• What to work on:
Reproduce verbatim the stretch of the Bill C-436 debate excerpt from "Think of it" through "to our shores.".

• Source passage:
+ + + +

Bill C-436 would amend the Immigration and Refugee Protection Act to grant Canadian citizens and permanent residents the right to sponsor, once in a sponsor's lifetime, one foreign national who is a relative but not a member of the family class. The bill contains no definition of relative nor any apparent restrictions or limitations on intake beyond its once in a lifetime provision. Such a wide open approach would significantly increase processing delays and the size of existing backlogs for every immigrant category. It would place an unsupportable burden on existing resources, and it would help to undermine the integrity of the entire immigration program by increasing the opportunities for fraud.

Canada's recent experience with the removal of limitations on sponsorships clearly demonstrates the flaws in the private member's bill under consideration. In 1988 the government of the time changed the sponsorship rules to include all unmarried sons and daughters in the family class. Total intake in this category nearly doubled over two years, going from 53,033 in 1987 to 104,199 in 1989. When the government cancelled the program in 1993, it was after an eight year processing backlog had been incurred at some Canadian missions, and some of the effects are still being felt today.

Think of it this way. The increase from 1987 to 1989 consisted almost entirely of never married children of any age. If the proposal under debate today were limited to never married children, family class intake would at least double in the next two years. However, if all distant relatives are included with their spouses and children, family class intake could increase even more. Since the newly landed relatives could themselves sponsor any relative as soon as they were qualified to do so, the family class could potentially overwhelm the immigration program. This is clearly not in the best interests of Canadians or the newcomers we bring to our shores.

We agree with the concept of expanding the family class and making it easier for families to reunite with their loves ones in Canada. We agree with the idea of strengthening families in general. Our recent actions clearly support and reinforce this commitment, but the government has also a duty to properly manage the immigration program and ensure that the principles of fairness, integrity and balance are upheld. We therefore cannot support Bill C-436 or any other special provision that fails to take into consideration all that I have mentioned earlier.

Immigration and Refugee Protection ActPrivate Members' Business

11:30 a.m.

Canadian Alliance

Diane Ablonczy Canadian Alliance Calgary Nose Hill, AB

Mr. Speaker, I would like to commend my colleague from the New Democratic Party for bringing forward this private member's bill. I know she has a very caring heart and has worked closely with immigrant communities.

The difficulty I have with the bill is twofold. One is that there has been a concerted effort by a number of other parties to label our party as anti-immigrant. That is not the case. However, because that perception is out there, it is sometimes very difficult for us to speak on these kinds of matters because no matter what we say, we are attacked with that perception in mind.

Therefore, I would like first to make it clear that our party is very pro-immigrant. In fact we have a very diverse ethic group in our caucus. Many of our members of Parliament in the Canadian Alliance were not born in Canada. They are in fact immigrants, children of immigrants, including myself. Therefore, we are very pro-immigration, and I want to enter the debate with that very clearly in mind.

The second difficulty I have with the bill is on some practical matters. It would be wonderful if we could move ahead, as my colleague has suggested, with each person being able to sponsor someone once in a lifetime to come to Canada. That would certainly be a wonderful gift to many people, but there are some results that would flow from that kind of change in policy. Therefore, we need to look at those carefully before we decide whether this matter should go ahead.

+ + + +

• Entries:
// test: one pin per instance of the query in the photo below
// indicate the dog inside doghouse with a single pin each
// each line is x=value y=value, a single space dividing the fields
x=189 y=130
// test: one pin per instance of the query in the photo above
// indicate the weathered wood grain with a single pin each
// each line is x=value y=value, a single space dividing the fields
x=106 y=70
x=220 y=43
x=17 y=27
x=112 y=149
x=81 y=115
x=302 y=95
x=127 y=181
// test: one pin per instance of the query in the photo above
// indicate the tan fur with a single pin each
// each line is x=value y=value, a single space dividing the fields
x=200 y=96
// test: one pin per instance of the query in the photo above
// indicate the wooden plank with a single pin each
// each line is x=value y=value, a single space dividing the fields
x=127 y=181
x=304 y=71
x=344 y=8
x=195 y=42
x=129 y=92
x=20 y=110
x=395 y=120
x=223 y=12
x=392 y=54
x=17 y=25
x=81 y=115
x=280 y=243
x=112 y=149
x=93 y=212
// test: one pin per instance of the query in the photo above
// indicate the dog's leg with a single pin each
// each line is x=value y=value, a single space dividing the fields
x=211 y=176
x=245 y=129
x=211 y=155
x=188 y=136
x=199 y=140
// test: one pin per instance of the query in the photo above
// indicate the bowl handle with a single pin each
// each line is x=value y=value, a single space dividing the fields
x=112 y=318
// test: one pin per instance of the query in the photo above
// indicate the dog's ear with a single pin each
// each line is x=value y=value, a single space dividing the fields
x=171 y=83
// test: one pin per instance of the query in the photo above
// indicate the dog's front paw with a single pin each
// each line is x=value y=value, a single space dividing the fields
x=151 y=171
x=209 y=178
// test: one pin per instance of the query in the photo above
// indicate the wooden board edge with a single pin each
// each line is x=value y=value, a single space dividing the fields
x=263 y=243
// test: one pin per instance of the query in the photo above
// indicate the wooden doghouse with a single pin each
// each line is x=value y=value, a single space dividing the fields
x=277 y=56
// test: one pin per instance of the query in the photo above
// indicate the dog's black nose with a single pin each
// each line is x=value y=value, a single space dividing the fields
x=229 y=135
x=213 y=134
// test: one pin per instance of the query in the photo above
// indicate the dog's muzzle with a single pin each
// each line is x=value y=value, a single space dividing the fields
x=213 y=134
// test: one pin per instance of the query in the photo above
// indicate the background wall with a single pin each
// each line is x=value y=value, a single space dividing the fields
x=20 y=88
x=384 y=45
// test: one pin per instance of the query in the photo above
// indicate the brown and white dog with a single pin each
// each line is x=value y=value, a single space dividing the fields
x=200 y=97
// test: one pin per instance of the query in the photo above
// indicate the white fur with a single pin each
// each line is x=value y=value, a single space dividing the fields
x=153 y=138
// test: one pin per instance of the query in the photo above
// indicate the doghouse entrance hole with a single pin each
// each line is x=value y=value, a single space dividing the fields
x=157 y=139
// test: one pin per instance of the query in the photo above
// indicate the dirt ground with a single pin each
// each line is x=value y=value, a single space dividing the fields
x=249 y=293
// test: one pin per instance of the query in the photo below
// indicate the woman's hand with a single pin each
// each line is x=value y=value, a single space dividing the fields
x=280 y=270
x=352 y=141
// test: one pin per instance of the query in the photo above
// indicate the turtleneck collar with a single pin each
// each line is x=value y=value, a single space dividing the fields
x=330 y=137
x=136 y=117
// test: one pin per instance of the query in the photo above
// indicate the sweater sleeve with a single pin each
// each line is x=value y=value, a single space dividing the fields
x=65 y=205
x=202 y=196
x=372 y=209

+ + + +

• Exercise result:
Think of it this way. The increase from 1987 to 1989 consisted almost entirely of never married children of any age. If the proposal under debate today were limited to never married children, family class intake would at least double in the next two years. However, if all distant relatives are included with their spouses and children, family class intake could increase even more. Since the newly landed relatives could themselves sponsor any relative as soon as they were qualified to do so, the family class could potentially overwhelm the immigration program. This is clearly not in the best interests of Canadians or the newcomers we bring to our shores.